▶ _Objective A_:
Reproduce, word for word, the entire passage below about the television series Damages.

▶ _Excerpted text_:
+ + + + + + +

Set in the world of high stakes litigation, Glenn Close stars in Damages, portraying Patty Hewes, New York City’s most revered and reviled litigator. She, along with her ambitious protége, Ellen Parsons (Rose Byrne), is embroiled in a class action lawsuit targeting the allegedly corrupt Arthur Frobisher (Ted Danson), one of the country’s wealthiest CEOs. The problem with a series like this is, with such an array of win-at-all-cost participants, it’s hard to know who to root for. Playing more like a mini-series, producer Todd A Kessler acknowledges, “The idea behind the show is to take 13 episodes to tell and conclude this ‘Arthur Frobisher’ case, and in subsequent seasons there will be new cases to explore.”
Glenn Close, who guest starred for a season on The Shield, admits that, aside from the quality of the show, the two other aspects that helped her commit to the series were, it was going to be shot in New York, where she lives with her family, and it was only 13 episodes per year.
“I’ve always been seduced by really good writing,” she admits. “Very early in my career I made the decision to go where the writing was. I was told after doing The World According to Garp, if I did anything on television it might really affect my career in film, and it just didn’t make sense to me. I kept thinking if the English can do it, why can’t we do it? So I basically make my choices by what’s on the page, and to have the chance to do a show like this, with this incredibly complex character, and make it in my own backyard is pretty exciting.”

+ + + + + + +

▶ _Data provided_:
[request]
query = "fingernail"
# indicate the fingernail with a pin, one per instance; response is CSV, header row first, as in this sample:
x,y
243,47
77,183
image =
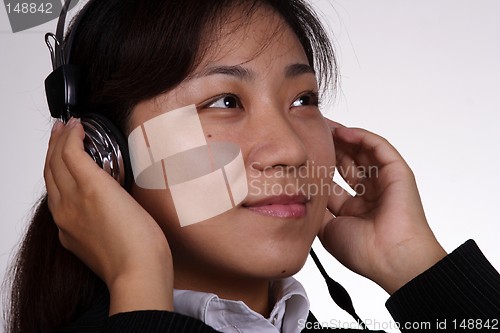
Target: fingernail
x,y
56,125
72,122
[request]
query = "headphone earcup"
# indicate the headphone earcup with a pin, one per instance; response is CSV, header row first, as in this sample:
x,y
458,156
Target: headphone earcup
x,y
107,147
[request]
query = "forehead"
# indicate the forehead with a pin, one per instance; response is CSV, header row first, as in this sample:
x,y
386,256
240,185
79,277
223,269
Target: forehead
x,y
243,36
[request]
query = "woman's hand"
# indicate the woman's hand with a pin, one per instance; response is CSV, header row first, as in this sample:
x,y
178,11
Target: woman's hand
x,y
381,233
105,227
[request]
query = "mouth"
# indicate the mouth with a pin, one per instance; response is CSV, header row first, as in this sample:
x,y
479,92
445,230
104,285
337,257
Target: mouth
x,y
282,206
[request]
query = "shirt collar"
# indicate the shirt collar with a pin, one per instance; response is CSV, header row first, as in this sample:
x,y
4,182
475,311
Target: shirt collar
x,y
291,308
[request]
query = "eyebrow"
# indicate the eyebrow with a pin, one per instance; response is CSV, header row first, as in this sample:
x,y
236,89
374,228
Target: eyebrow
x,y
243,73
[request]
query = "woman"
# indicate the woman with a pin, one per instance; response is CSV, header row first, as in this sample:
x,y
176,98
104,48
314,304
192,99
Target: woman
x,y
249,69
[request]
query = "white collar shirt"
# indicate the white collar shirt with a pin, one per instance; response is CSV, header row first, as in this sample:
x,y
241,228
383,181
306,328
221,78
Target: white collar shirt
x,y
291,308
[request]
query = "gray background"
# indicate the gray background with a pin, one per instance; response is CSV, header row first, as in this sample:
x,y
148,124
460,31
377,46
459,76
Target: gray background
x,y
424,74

+ + + + + + +

▶ _Objective B_:
Copy out each line in the records above that contains the word "fingernail".

▶ _Exercise answer A_:
Set in the world of high stakes litigation, Glenn Close stars in Damages, portraying Patty Hewes, New York City’s most revered and reviled litigator. She, along with her ambitious protége, Ellen Parsons (Rose Byrne), is embroiled in a class action lawsuit targeting the allegedly corrupt Arthur Frobisher (Ted Danson), one of the country’s wealthiest CEOs. The problem with a series like this is, with such an array of win-at-all-cost participants, it’s hard to know who to root for. Playing more like a mini-series, producer Todd A Kessler acknowledges, “The idea behind the show is to take 13 episodes to tell and conclude this ‘Arthur Frobisher’ case, and in subsequent seasons there will be new cases to explore.”
Glenn Close, who guest starred for a season on The Shield, admits that, aside from the quality of the show, the two other aspects that helped her commit to the series were, it was going to be shot in New York, where she lives with her family, and it was only 13 episodes per year.
“I’ve always been seduced by really good writing,” she admits. “Very early in my career I made the decision to go where the writing was. I was told after doing The World According to Garp, if I did anything on television it might really affect my career in film, and it just didn’t make sense to me. I kept thinking if the English can do it, why can’t we do it? So I basically make my choices by what’s on the page, and to have the chance to do a show like this, with this incredibly complex character, and make it in my own backyard is pretty exciting.”

▶ _Exercise answer B_:
query = "fingernail"
# indicate the fingernail with a pin, one per instance; response is CSV, header row first, as in this sample:
Target: fingernail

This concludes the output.